SOURCE EXCERPT:
However, if China is to earn the respect worthy of a superpower it so craves then it should seek cooperation and collaboration in the much-stalled Code of Conduct for the South China Sea. China needs to earn the trust of its neighbors and friends, otherwise continued aggression could put China at the losing end of the disagreement in the long term as other nations refuse joint ventures within the resource-rich South. China should set a good example, and it could also work closely with other claimants of the South China Sea by promoting collaborative efforts toward shared prosperity. ASEAN has always believed in the prosper-thy-neighbor approach, where a thriving and stable community will spur growth to other corners of the region.

DIRECTIVES:
1. In the South China Sea excerpt, list every action that China "should" or "needs to" take.
2. Answer these questions from the South China Sea excerpt:
(a) How does the excerpt describe the Code of Conduct for the South China Sea?
(b) What might other nations refuse if China's aggression continues?
(c) What approach has ASEAN always believed in?
3. Extend the South China Sea excerpt past its last sentence.
The rows after the South China Sea excerpt are not needed for this work.

DATA SHOWN:
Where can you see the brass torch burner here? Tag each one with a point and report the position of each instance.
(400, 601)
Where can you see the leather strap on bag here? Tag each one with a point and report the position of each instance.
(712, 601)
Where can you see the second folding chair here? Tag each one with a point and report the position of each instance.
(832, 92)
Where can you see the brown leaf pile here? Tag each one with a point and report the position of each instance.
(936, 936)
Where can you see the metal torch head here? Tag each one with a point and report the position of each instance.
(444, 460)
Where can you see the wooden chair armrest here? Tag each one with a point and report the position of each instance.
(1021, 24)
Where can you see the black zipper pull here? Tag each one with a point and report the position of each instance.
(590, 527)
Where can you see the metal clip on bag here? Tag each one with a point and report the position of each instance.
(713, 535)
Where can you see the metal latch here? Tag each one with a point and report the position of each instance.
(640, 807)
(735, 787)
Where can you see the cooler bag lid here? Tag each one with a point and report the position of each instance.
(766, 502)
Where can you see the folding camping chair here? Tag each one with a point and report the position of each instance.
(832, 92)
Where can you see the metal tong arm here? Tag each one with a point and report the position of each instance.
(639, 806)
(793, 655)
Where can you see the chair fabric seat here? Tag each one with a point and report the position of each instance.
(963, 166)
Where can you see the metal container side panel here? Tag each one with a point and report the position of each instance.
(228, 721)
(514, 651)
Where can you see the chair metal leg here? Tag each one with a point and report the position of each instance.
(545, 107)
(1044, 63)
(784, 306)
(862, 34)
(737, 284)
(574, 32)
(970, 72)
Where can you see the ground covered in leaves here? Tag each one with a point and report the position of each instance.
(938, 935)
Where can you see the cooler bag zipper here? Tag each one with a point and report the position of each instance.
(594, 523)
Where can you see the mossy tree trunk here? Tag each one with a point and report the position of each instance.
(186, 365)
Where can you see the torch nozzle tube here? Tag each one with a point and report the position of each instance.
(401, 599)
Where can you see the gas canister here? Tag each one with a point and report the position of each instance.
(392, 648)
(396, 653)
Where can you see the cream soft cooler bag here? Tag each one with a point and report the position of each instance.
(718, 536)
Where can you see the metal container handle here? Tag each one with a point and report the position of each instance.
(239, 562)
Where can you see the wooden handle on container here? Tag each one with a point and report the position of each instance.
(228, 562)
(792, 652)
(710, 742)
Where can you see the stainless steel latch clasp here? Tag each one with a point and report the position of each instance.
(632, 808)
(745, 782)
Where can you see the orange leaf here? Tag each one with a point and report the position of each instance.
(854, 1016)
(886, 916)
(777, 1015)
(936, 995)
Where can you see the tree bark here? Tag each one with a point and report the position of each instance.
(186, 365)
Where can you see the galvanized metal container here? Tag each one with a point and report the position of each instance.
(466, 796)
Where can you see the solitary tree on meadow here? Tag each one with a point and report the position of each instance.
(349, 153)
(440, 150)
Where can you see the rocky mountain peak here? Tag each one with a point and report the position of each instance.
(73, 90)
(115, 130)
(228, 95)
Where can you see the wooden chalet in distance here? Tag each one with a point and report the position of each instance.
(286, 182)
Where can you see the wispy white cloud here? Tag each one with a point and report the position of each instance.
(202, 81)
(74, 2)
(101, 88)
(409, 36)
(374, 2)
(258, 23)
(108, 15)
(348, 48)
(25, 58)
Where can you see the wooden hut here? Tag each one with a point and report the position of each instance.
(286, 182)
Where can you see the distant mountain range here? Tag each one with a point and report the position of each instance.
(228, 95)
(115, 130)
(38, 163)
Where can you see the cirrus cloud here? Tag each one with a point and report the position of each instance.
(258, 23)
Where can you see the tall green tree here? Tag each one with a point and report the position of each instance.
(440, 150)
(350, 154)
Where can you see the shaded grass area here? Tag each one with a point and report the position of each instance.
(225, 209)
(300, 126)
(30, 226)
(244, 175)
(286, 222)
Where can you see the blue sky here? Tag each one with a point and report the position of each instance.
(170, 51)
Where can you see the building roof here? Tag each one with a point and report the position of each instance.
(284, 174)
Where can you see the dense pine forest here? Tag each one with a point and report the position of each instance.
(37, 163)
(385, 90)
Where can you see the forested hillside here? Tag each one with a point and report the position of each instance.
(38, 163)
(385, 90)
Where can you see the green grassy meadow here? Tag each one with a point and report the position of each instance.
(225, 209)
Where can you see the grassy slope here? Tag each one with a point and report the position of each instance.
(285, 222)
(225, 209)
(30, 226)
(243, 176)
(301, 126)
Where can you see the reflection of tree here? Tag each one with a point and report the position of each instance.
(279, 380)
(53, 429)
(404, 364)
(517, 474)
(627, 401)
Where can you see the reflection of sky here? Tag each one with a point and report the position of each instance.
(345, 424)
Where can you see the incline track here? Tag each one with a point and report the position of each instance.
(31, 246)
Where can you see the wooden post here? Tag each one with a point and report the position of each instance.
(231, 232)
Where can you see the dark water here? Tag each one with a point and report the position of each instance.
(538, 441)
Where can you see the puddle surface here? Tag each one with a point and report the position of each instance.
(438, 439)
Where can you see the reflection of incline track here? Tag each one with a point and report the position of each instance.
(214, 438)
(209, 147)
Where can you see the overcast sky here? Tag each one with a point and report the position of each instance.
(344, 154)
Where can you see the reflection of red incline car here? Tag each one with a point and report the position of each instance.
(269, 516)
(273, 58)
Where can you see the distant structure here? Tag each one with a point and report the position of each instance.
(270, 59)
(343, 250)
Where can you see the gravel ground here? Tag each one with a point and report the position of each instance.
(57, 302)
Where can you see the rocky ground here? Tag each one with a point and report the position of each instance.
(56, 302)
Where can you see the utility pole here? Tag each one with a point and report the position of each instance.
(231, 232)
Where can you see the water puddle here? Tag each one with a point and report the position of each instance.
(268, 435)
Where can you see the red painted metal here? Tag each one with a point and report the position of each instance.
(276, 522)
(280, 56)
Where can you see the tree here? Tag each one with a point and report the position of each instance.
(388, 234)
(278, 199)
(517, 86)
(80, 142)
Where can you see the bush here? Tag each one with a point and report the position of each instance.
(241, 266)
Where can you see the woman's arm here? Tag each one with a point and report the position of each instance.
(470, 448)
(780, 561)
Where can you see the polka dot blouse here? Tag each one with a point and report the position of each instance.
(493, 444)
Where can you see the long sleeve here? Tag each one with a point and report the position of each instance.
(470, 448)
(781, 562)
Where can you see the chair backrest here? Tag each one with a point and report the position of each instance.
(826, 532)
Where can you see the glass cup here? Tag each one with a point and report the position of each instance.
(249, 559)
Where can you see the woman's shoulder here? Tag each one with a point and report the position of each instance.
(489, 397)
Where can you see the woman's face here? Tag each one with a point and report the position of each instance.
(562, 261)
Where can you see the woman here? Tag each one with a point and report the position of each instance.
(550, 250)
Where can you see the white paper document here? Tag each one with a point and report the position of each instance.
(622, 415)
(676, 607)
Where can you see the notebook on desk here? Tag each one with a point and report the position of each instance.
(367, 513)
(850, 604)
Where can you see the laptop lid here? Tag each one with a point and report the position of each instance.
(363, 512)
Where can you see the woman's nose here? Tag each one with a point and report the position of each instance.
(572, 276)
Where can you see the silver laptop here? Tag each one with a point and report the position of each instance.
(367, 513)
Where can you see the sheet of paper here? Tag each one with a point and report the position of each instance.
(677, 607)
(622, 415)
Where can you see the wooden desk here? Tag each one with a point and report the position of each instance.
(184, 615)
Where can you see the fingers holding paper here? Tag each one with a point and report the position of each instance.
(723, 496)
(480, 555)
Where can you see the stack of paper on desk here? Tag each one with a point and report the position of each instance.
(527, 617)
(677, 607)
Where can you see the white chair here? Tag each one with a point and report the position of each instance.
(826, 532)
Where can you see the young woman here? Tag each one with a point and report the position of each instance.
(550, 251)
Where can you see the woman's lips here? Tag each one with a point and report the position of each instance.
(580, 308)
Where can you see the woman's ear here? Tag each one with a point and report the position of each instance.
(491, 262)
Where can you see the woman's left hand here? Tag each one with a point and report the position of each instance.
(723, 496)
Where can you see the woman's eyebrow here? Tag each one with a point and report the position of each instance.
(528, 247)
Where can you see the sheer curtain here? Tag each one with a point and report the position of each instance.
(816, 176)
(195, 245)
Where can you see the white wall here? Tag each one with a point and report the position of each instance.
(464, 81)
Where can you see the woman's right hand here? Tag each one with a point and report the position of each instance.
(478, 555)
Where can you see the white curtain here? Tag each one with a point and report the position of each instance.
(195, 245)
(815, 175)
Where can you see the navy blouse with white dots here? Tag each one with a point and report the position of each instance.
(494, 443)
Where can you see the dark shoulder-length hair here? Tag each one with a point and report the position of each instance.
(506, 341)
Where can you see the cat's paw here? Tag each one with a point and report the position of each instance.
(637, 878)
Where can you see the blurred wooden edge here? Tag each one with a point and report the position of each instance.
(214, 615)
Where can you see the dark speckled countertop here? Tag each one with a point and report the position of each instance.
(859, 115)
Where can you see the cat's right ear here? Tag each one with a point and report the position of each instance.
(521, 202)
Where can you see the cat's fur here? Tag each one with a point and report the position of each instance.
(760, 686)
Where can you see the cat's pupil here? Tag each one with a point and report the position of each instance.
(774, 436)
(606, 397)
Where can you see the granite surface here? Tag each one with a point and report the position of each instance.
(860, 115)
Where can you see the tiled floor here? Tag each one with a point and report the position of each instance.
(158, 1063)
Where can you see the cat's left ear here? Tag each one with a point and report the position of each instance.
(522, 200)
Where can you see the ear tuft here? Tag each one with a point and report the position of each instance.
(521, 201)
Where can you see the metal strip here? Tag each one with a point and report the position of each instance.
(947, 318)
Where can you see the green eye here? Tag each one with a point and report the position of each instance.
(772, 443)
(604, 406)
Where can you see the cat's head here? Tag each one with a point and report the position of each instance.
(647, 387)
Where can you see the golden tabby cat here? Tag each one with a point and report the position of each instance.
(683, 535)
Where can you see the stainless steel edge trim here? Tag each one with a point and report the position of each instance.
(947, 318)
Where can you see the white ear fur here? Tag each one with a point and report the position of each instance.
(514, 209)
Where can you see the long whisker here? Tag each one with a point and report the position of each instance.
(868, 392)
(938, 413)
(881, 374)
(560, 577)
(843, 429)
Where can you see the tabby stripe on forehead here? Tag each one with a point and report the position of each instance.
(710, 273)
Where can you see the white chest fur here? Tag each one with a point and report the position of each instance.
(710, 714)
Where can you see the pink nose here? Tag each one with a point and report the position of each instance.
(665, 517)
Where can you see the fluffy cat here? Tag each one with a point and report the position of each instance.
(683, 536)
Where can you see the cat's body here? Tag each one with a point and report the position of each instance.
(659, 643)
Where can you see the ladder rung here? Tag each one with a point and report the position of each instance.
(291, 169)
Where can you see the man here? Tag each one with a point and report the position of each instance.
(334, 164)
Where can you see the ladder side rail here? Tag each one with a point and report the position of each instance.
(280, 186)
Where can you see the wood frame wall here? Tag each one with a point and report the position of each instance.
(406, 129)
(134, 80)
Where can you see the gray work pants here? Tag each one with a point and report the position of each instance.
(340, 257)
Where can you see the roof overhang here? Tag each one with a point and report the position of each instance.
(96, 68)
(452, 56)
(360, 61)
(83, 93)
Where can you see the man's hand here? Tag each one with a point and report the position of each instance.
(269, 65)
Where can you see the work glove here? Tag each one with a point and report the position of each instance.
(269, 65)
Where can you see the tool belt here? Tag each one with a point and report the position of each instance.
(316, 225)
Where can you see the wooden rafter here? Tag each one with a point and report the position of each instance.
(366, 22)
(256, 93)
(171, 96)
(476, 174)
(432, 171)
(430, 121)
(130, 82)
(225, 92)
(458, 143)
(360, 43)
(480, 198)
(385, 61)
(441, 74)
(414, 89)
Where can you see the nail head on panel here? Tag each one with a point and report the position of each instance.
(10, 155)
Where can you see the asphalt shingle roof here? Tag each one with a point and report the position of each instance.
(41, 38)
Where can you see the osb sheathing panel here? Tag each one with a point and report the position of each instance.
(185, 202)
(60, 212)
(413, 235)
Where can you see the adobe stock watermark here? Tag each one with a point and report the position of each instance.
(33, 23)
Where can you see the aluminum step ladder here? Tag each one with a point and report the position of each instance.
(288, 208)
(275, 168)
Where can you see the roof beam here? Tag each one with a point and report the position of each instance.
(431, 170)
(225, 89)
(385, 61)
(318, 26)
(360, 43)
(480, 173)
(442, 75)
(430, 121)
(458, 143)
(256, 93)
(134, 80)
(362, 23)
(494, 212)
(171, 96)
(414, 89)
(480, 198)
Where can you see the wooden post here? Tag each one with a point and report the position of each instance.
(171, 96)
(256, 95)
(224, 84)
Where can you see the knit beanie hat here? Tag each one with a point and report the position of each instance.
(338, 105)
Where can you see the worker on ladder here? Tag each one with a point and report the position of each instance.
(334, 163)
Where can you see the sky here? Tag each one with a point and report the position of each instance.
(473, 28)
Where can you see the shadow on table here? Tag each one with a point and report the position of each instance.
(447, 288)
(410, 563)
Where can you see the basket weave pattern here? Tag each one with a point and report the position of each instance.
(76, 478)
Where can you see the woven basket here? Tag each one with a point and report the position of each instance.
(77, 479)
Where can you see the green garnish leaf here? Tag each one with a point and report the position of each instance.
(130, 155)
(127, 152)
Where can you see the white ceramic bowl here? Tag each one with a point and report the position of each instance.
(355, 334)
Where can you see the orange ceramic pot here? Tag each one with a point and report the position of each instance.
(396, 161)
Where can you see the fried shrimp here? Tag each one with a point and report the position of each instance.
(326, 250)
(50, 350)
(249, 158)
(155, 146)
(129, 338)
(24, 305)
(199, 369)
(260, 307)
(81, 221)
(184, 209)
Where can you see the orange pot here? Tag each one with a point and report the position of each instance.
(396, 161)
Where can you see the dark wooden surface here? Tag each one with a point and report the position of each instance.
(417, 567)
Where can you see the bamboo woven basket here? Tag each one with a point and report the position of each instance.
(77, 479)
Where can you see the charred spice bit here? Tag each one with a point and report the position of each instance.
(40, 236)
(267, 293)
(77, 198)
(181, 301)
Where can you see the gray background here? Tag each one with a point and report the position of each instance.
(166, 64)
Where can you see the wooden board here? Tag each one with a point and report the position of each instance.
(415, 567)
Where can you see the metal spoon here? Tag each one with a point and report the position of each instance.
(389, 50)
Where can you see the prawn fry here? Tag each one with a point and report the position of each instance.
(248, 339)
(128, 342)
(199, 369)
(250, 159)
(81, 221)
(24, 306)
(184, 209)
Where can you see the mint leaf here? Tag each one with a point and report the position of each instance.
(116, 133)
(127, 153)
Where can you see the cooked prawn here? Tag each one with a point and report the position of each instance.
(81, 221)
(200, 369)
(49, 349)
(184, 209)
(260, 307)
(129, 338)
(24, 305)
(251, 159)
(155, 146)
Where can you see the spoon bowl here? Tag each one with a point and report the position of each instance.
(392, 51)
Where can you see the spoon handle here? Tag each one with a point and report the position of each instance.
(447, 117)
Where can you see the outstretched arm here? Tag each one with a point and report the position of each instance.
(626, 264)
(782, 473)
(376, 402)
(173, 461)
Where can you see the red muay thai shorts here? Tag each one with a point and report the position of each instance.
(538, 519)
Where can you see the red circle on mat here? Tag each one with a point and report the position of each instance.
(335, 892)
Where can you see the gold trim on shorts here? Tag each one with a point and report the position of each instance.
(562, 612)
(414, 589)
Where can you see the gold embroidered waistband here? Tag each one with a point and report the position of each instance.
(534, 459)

EXPECTED RESULTS:
1.
- Seek cooperation and collaboration in the much-stalled Code of Conduct for the South China Sea
- Earn the trust of its neighbors and friends
- Set a good example

2.
(a) As much-stalled.
(b) Joint ventures within the resource-rich South.
(c) The prosper-thy-neighbor approach.

3.
ASEAN and China
China unequivocally understands that having a strong military and a powerful PLA Navy will make it formidable in global affairs. China began modernizing its navy after experiencing rapid economic growth in the immediate post-Cold War era, and is projected to muster 360 battle force ships against the U.S. Navy’s 297 by the end of 2020. It is projected to further increase to 400 battle ships in 2025 and 425 by 2030. Its capabilities in naval ships, aircraft, and weapons are comparable to those of major Western navies. Finally, the PLA Navy is modernizing on multiple fronts, including maintenance and logistics, doctrine, personnel quality, education and training, and exercises, and it is quickly addressing deficiencies in these areas while simultaneously expanding its Coast Guard as well.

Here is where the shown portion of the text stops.